§ WORK INSTRUCTIONS:
a – In the stored items, copy word for word the stretch from the line containing "Each <instance> block presents" through the line containing "box: [228, 144, 241, 202]", with both of those lines included.
b – Continue the passage on credit union lending limits from its last sentence.

§ GIVEN TEXT:
------------------------------------------------------------
For those credit unions where there is an individual loan size restriction in place, the level at which the limit is imposed ensures that the vast majority of those credit unions can continue to make loans significantly greater than the average loan for the sector of just above €6,000. Lending restrictions are, in most cases, intended to be short-term in nature and kept in place until the credit union has addressed the issues giving rise to the particular concerns advised to the credit union. These restrictions are reviewed on a regular basis.

  Section 35(2) of the Credit Union Act, 1997 permits a credit union to have up to 30% of its loan book outstanding for more than 5 years and up to 10% of its loan book outstanding for more than 10 years. Based on the most recent information provided by credit unions  to the Central Bank in the December 2013 quarterly prudential returns, average lending over 5 years as a percentage of gross loans was some 11%, while average lending over 10 years as a percentage of gross loans was about 2%. These figures indicate that, in general, credit unions are currently well within the limits as set down in the 1997 Act.
------------------------------------------------------------
Stored items

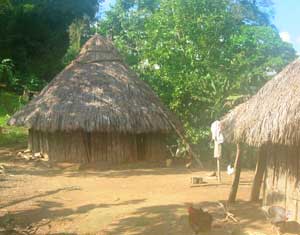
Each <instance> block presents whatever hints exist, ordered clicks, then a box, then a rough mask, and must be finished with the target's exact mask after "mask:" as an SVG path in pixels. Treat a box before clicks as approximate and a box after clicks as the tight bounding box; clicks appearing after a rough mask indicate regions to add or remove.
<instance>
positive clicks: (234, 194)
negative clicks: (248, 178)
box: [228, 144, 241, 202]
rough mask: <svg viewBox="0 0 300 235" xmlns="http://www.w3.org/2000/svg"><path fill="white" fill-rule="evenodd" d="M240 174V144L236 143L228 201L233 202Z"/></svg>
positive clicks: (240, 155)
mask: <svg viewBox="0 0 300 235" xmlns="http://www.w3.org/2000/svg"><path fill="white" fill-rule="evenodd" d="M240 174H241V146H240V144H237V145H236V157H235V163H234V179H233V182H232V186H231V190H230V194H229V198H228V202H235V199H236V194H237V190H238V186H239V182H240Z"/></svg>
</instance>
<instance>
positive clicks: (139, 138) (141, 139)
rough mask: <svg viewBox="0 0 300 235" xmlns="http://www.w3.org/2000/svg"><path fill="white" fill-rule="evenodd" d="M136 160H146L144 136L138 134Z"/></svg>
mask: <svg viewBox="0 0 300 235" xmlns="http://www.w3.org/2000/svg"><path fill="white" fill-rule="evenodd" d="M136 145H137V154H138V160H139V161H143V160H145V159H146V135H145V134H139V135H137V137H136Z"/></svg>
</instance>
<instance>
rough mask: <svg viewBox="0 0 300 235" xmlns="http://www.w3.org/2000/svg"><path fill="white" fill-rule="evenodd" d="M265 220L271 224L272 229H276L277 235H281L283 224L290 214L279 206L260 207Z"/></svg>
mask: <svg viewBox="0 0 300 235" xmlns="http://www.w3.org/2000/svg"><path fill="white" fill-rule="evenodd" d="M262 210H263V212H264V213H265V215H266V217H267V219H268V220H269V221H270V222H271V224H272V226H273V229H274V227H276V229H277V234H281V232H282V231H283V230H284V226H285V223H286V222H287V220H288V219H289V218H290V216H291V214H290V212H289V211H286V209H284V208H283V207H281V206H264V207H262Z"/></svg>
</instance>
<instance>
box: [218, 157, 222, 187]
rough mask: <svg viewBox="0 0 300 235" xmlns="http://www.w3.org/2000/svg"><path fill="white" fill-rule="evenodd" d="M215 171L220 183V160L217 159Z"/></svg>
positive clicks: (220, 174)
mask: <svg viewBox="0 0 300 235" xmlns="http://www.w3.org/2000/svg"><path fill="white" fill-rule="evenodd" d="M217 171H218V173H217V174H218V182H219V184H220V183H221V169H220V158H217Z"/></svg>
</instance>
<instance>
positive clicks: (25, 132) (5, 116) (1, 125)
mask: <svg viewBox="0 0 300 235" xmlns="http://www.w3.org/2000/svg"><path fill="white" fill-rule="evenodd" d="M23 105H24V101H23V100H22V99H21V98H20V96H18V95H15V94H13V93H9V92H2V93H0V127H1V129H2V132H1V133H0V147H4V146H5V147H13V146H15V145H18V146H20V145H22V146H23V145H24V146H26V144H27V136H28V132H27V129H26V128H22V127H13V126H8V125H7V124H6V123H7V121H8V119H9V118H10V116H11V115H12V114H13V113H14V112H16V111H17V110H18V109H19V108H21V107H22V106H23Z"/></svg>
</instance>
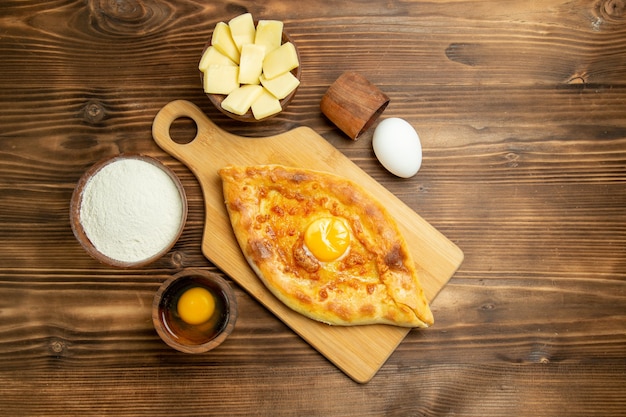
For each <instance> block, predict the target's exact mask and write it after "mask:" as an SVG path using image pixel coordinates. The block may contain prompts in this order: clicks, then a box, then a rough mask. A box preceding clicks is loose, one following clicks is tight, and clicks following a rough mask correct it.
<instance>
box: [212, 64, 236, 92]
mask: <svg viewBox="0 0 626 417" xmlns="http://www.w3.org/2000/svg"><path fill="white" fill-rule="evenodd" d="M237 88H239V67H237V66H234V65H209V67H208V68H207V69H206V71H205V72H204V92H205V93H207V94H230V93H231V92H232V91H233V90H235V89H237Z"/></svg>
------------------------------------------------------------
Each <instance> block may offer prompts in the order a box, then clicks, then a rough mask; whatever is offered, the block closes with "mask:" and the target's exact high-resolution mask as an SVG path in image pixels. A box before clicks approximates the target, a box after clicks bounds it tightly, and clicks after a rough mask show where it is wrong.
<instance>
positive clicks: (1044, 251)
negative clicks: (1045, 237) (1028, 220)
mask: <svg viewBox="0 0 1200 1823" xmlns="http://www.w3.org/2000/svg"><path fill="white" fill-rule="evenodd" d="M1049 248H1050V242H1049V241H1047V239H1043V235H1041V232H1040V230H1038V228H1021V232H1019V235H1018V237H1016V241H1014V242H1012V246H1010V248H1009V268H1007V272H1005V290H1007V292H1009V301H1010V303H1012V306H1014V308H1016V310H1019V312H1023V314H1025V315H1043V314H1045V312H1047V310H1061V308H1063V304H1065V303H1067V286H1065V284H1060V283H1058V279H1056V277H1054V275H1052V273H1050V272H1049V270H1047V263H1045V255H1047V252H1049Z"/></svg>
------------------------------------------------------------
§ PER-TASK OUTPUTS:
a –
Each <instance> block presents whatever hints exist, ordered clicks, then a box, then a rough mask, and must be finished with the target's exact mask after "mask:" as an SVG path in pixels. Treat a box before clicks as approximate and a box after clicks as the tight bounding box; clicks appearing after a rough mask indicate regions to add or remove.
<instance>
positive clicks: (234, 194)
negative clicks: (248, 178)
box: [228, 144, 241, 202]

b –
On foot of recommendations from the Commission on Credit Unions, section 11 of the Credit Union and Co-operation with Overseas Regulators Act 2012 substantially amends section 35 of the 1997 Act. Section 11 will be commenced in tandem with the new Central Bank regulations, which are to be introduced as part of the tiered regulatory approach recommended by the Commission.  This tiered approach will address a range of areas including lending, investments, savings, borrowings, additional services, reserves and liquidity. The structure of the tiered regulatory approach has not yet been agreed. The Central Bank has issued a consultation paper on the  proposed tiered regulatory approach in order to provide an opportunity for stakeholders to set out their views across a range of issues. The consultation process was extended by one month to 31 March 2014, at the request of sector stakeholders. The Central Bank is currently considering over 160 submissions received and will communicate with credit unions and other stakeholders in relation to the proposed next steps.

I have, on a number of occasions, highlighted  the Governments' recognition of the important role of credit unions as a volunteer co-operative movement in this country and also the importance of getting lending going in the economy. However, the issue of lending needs to be constructively considered in order to ensure a viable credit union sector into the future.